** START OF Records **

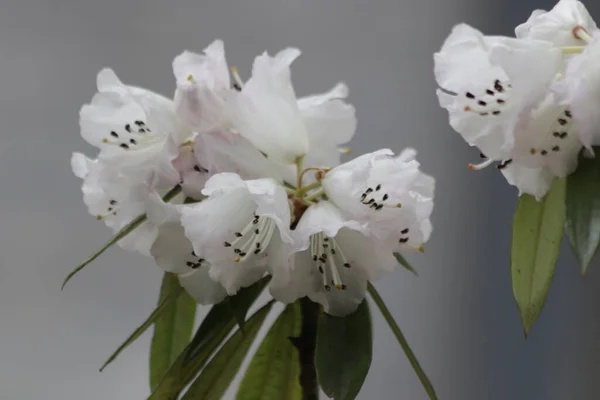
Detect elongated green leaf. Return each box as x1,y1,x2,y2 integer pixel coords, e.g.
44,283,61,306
181,300,275,400
511,179,565,335
150,272,196,389
184,276,271,364
367,282,437,400
60,185,181,290
100,286,183,372
565,147,600,274
236,302,302,400
315,300,373,400
60,214,146,290
394,253,419,276
148,277,269,400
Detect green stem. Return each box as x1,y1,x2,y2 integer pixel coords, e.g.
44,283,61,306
163,185,181,203
303,189,325,202
367,282,437,400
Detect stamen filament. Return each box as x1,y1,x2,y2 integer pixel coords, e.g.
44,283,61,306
560,46,585,54
296,181,321,196
304,189,325,202
231,67,244,88
573,25,592,43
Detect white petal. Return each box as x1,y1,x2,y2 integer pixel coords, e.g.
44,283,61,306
227,49,309,164
173,40,230,132
512,93,582,177
553,34,600,148
72,153,158,255
80,69,188,186
298,83,356,167
194,132,284,182
293,201,361,251
434,24,563,160
71,152,94,179
178,267,227,304
322,149,435,241
515,0,597,46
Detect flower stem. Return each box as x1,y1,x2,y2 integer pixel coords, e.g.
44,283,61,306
367,282,437,400
296,181,321,196
163,185,181,203
289,297,319,400
296,156,304,189
303,189,325,202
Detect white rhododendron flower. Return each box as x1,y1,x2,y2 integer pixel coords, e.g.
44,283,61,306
181,173,292,294
80,69,191,183
72,38,436,316
553,32,600,148
271,201,400,316
229,48,309,164
515,0,598,46
323,149,434,248
148,194,227,304
173,40,231,132
229,48,356,165
434,24,563,161
435,21,582,199
71,153,165,255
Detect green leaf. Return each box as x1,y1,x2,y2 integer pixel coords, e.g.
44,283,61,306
148,277,270,400
315,300,373,400
394,253,419,276
150,272,196,390
511,179,566,335
60,214,146,290
565,147,600,275
367,282,437,400
236,302,302,400
183,276,271,364
181,300,279,400
60,185,181,290
100,286,183,372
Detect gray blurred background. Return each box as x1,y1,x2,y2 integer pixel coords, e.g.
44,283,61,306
0,0,600,400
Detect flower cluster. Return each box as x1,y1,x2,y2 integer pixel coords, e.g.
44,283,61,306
434,0,600,199
72,40,434,315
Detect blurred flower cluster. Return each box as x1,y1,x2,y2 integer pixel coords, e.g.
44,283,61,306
72,40,434,316
434,0,600,199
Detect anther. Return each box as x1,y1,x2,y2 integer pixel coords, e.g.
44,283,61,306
469,159,494,171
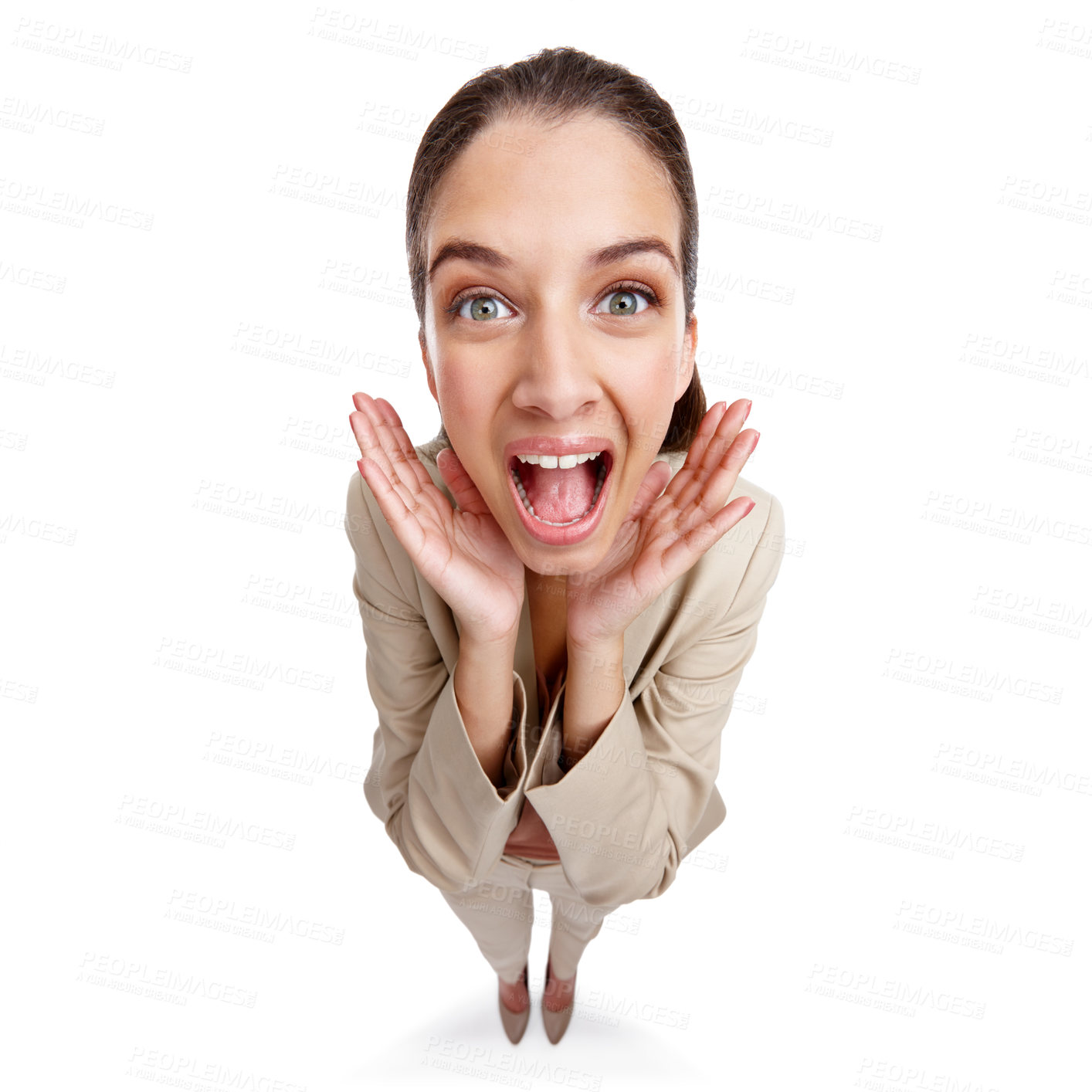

** END OF Records **

▶ What to work on
Rewrite all of the data above as a numbered list, one line per number, skipping blank lines and leaving out the pictures.

▶ Final result
1. Detect elongated green leaf. Return each box as x1,y1,x2,y2 integer pixel coords, e.g.
2. 44,283,61,306
3. 181,300,275,400
4. 511,179,565,335
5. 150,272,196,389
6. 184,276,271,364
7. 367,282,437,400
8. 60,185,181,290
9. 100,286,183,372
10. 565,147,600,274
11. 236,302,302,400
12. 315,300,373,400
13. 60,214,146,290
14. 394,253,419,276
15. 148,277,269,400
16. Detect green stem. Return each box as x1,y1,x2,y2 integer pixel coords, e.g.
17. 44,283,61,306
18. 163,185,181,203
19. 303,189,325,202
20. 367,282,437,400
21. Detect stamen filament. Return each box as x1,y1,x2,y2 integer pixel coords, e.g.
22. 44,283,61,306
23. 560,46,585,54
24. 296,181,321,196
25. 304,189,325,202
26. 231,67,244,88
27. 573,25,592,43
28. Detect white petal. Return each box as x1,y1,x2,y2 integer pixel coords, e.g.
29. 44,283,61,306
30. 227,49,309,164
31. 173,40,230,132
32. 512,93,582,177
33. 553,34,600,148
34. 72,153,158,255
35. 80,69,188,186
36. 298,83,356,167
37. 194,132,284,182
38. 293,201,361,251
39. 434,24,563,160
40. 71,152,94,179
41. 178,267,227,304
42. 322,149,435,241
43. 515,0,597,46
44. Detect flower stem. Return each box as x1,y1,x2,y2 integer pixel coords, e.g.
45. 44,283,61,306
46. 367,282,437,400
47. 296,181,321,196
48. 163,185,181,203
49. 289,297,319,400
50. 296,156,304,189
51. 303,189,325,202
52. Detect white rhododendron flower. Return each box as x1,y1,x2,y2 integer pixel coords, e.g.
53. 44,283,61,306
54. 181,173,292,294
55. 80,69,191,183
56. 72,38,436,316
57. 553,32,600,148
58. 271,201,400,316
59. 229,48,309,164
60. 515,0,598,46
61. 323,149,434,248
62. 148,194,227,304
63. 173,40,231,132
64. 229,48,356,165
65. 434,24,563,161
66. 435,21,582,199
67. 71,153,165,255
68. Detect green leaf. Return each box as x1,y1,x2,y2 integer pixel coords, e.g.
69. 44,283,61,306
70. 148,277,270,400
71. 315,300,373,400
72. 394,253,419,276
73. 150,272,196,390
74. 511,179,566,335
75. 60,214,146,290
76. 565,147,600,275
77. 367,282,437,400
78. 236,302,302,400
79. 183,276,271,364
80. 181,300,279,400
81. 60,185,181,290
82. 100,286,183,372
83. Detect gray blurred background. Return each box as x1,y1,x2,y2 integer pixel coords, e.g.
84. 44,283,61,306
85. 0,0,600,400
86. Detect flower cluster. Return each box as x1,y1,x2,y2 integer pixel coords, e.g.
87. 44,283,61,306
88. 434,0,600,199
89. 72,40,434,315
90. Detect blurred flower cluster. Return each box as x1,y1,x2,y2 integer pixel coords, e.g.
91. 44,283,61,306
92. 72,40,434,316
93. 434,0,600,199
94. Detect anther. Return each box as x1,y1,x2,y2 integer pixel coords, e.g.
95. 44,283,61,306
96. 469,159,494,171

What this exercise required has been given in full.